Transcribe each line of the records below exactly, excluding any embedded images.

Point-per-instance localization data:
● ● ● ●

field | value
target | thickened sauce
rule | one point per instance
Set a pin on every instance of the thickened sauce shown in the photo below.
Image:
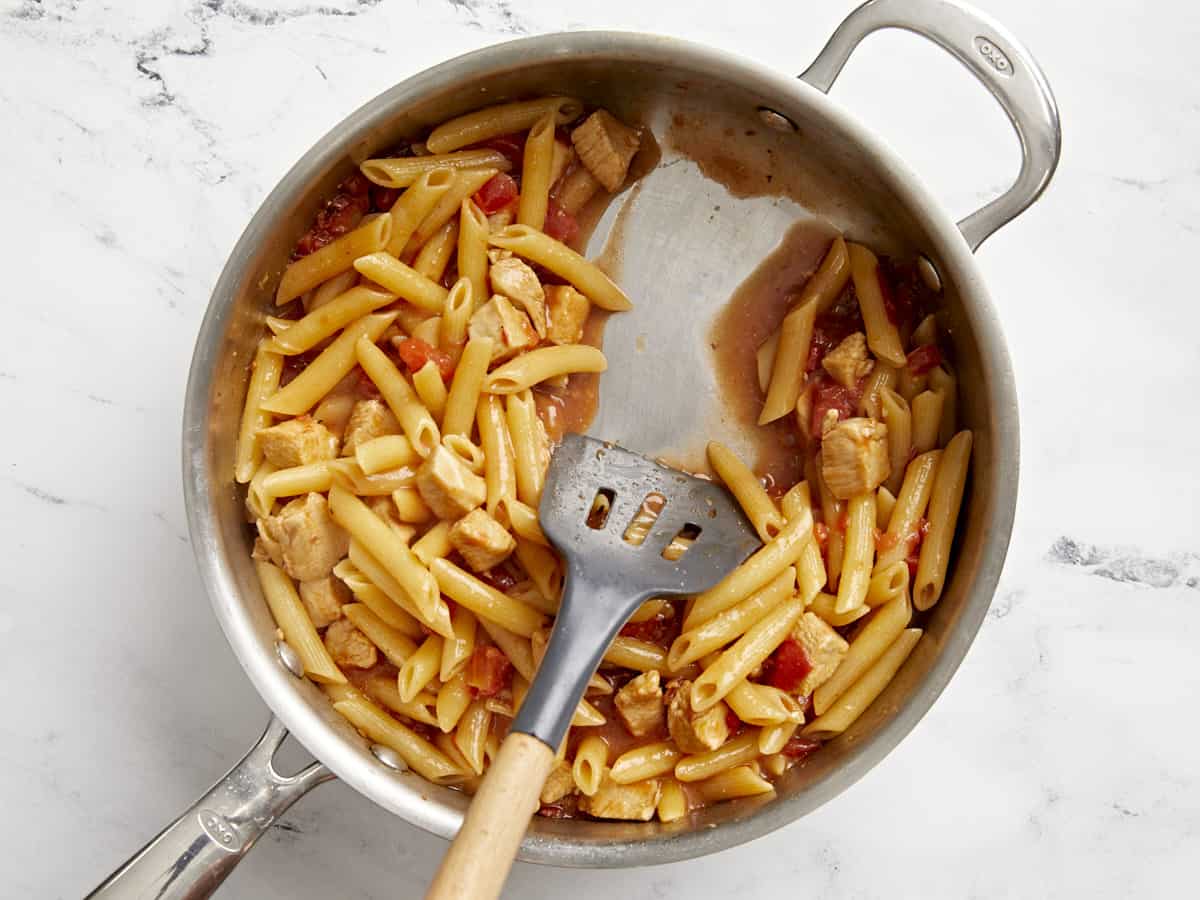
(753, 315)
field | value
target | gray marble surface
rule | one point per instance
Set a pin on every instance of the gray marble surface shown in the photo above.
(138, 139)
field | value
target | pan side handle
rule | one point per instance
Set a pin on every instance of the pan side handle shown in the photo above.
(995, 58)
(195, 853)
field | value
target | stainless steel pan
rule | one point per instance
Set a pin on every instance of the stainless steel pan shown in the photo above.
(685, 244)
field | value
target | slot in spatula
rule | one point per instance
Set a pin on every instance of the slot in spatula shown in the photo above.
(593, 493)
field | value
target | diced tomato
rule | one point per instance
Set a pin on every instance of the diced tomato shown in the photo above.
(415, 353)
(499, 579)
(787, 666)
(487, 671)
(660, 630)
(827, 395)
(923, 359)
(561, 225)
(496, 193)
(798, 747)
(511, 145)
(383, 198)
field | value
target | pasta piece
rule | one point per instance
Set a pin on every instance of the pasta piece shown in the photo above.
(403, 281)
(898, 418)
(869, 645)
(810, 569)
(748, 490)
(591, 762)
(319, 377)
(307, 273)
(397, 559)
(587, 277)
(435, 256)
(293, 621)
(484, 600)
(522, 419)
(927, 418)
(864, 691)
(264, 382)
(467, 387)
(396, 646)
(910, 507)
(334, 316)
(384, 454)
(732, 623)
(414, 418)
(741, 781)
(499, 468)
(420, 667)
(537, 366)
(881, 335)
(738, 751)
(431, 389)
(859, 556)
(415, 204)
(420, 755)
(503, 119)
(757, 570)
(471, 736)
(645, 761)
(735, 664)
(535, 180)
(945, 502)
(402, 172)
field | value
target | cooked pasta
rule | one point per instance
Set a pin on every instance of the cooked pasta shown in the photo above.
(396, 432)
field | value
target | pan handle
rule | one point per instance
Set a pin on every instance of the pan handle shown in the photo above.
(193, 855)
(996, 59)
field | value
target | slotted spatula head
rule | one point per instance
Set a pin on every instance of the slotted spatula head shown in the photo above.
(592, 495)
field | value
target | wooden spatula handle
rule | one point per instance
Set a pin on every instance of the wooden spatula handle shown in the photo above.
(478, 862)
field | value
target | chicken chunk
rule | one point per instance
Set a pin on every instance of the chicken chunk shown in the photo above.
(559, 783)
(515, 280)
(606, 147)
(481, 540)
(636, 802)
(823, 647)
(509, 329)
(323, 599)
(298, 442)
(304, 539)
(349, 647)
(849, 361)
(695, 732)
(448, 486)
(369, 420)
(855, 457)
(640, 705)
(568, 311)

● ● ● ●

SOLUTION FOR THIS EXERCISE:
field | value
target | thickened sauce
rule | one point per instance
Set a pin on every instance of the thickened sauce shown in the photo below.
Image:
(753, 315)
field | value
target | gray marble surface
rule | one point per instance
Set a pin on every instance of the gray marble surface shown in the photo above.
(138, 139)
field | value
target | pan side handle
rule | one point per instance
Set a pin on every instance of the pan side handle shown in the photo above.
(995, 58)
(195, 853)
field | value
target | stainless steel pan
rule | one point per instance
Set a pin on every instance of the stainless steel pan shown in the photo above.
(685, 244)
field | value
target | slot in spatula
rule | one point per instance
Set a pin on every instance of the slot in spatula shown in the photo above.
(593, 493)
field | value
target | diced tomato
rule | one point per instance
Set a pin on every instance of the diced tomato shown in the photo above.
(415, 353)
(499, 579)
(787, 666)
(487, 671)
(660, 630)
(827, 395)
(923, 359)
(561, 225)
(496, 193)
(798, 747)
(511, 145)
(383, 198)
field | value
target | pasta piece
rule | one point per instance
Set a pin on every instance of the pasta piece shown in the photo above.
(403, 281)
(898, 418)
(869, 645)
(810, 569)
(748, 490)
(591, 762)
(319, 377)
(307, 273)
(397, 559)
(587, 277)
(435, 256)
(293, 621)
(484, 600)
(522, 419)
(927, 418)
(864, 691)
(264, 382)
(467, 387)
(396, 646)
(910, 507)
(334, 316)
(384, 454)
(732, 623)
(414, 418)
(741, 781)
(499, 468)
(420, 667)
(537, 366)
(881, 335)
(738, 751)
(431, 389)
(859, 556)
(415, 204)
(420, 755)
(503, 119)
(757, 570)
(471, 736)
(645, 761)
(735, 664)
(535, 180)
(945, 502)
(402, 172)
field | value
target | cooked pasta
rule | one point per instance
Set a pin on every instance of the cooked pasta shown in the photo above.
(396, 432)
field | value
target | pan handle
rule | one point per instance
Set a pin on every instance of the pan handle shown in the photo above.
(193, 855)
(996, 59)
field | value
target | slotted spatula head
rule | one point per instance
Set a pin on every instance of the slotted spatula head shown in the photo above.
(592, 495)
field | value
target | wooden spatula handle
rule | one point per instance
Set a pin on every instance of the wooden spatula handle shown in the photo above.
(478, 862)
field | value
target | chicken chunk
rule | one point per instance
Set a pin on every instance of the chicken chunk shown in the photo above.
(559, 783)
(515, 280)
(606, 147)
(481, 540)
(636, 802)
(823, 647)
(509, 329)
(323, 599)
(298, 442)
(304, 539)
(349, 647)
(849, 361)
(695, 732)
(448, 486)
(369, 420)
(855, 457)
(640, 705)
(568, 311)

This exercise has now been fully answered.